**What you have to do**. Check every line of the data and copy the ones where "griddle" appears.

[Stored data entries]
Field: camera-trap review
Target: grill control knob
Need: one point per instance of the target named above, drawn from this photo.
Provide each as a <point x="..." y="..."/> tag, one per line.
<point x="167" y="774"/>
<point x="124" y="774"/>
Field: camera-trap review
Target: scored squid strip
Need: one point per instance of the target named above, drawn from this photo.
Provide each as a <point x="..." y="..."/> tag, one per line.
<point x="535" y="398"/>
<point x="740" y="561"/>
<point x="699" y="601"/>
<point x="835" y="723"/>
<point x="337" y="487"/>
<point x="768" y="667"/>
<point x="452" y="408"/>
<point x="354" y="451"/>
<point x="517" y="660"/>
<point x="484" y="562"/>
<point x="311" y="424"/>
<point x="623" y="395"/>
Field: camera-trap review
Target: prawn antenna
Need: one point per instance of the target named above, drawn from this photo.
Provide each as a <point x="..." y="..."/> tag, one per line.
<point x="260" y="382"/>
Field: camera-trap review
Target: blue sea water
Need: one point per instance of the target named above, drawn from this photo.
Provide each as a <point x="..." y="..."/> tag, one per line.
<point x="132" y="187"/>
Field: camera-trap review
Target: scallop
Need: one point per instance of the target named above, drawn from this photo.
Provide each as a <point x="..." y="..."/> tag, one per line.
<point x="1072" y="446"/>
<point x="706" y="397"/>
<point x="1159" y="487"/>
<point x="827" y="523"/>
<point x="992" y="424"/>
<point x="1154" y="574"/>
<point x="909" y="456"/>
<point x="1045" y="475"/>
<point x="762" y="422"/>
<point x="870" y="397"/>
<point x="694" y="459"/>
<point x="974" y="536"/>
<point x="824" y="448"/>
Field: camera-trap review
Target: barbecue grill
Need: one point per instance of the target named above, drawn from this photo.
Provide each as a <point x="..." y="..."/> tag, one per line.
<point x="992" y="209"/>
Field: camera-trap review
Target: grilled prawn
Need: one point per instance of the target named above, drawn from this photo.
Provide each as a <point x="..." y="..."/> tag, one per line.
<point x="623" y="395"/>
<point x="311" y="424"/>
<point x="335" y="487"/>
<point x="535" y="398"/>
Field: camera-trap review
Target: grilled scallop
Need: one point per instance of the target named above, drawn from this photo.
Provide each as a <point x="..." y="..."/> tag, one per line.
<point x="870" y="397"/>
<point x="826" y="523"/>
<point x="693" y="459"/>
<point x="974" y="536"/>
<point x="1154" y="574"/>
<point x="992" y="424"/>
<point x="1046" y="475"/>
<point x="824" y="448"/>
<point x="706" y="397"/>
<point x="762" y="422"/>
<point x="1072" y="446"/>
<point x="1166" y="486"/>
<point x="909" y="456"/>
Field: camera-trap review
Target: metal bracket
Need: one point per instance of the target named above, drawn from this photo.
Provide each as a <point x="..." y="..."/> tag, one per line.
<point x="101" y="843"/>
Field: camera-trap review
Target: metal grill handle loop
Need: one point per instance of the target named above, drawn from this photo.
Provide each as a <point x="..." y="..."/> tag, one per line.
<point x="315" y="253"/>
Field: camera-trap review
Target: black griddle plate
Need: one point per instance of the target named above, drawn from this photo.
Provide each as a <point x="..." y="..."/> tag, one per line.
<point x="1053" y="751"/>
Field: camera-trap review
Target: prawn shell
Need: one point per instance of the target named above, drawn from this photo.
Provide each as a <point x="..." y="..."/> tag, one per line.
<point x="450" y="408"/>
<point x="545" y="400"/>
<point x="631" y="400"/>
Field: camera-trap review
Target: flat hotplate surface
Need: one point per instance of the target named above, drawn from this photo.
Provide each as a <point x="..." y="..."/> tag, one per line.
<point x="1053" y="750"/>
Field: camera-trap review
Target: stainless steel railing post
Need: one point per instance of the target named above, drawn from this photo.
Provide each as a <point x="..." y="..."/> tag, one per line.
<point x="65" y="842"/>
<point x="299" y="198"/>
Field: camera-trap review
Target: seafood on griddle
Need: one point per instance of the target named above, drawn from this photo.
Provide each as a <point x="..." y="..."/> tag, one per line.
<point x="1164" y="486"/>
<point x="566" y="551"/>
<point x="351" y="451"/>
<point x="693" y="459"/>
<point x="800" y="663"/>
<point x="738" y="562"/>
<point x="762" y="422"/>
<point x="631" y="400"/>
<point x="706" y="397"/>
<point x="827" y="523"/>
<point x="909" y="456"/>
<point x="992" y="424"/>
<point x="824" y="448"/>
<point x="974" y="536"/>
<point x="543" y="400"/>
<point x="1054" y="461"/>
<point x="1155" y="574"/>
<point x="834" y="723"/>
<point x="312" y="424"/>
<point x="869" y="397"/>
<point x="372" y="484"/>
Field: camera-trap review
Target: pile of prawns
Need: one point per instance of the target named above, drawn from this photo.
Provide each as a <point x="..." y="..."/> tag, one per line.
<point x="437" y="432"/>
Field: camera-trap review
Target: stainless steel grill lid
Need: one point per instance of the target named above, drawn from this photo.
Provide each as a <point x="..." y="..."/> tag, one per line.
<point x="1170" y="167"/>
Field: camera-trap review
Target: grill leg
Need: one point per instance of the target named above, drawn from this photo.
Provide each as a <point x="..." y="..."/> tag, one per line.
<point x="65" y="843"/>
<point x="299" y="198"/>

**Result of the task**.
Target: black griddle plate
Target: seafood on griddle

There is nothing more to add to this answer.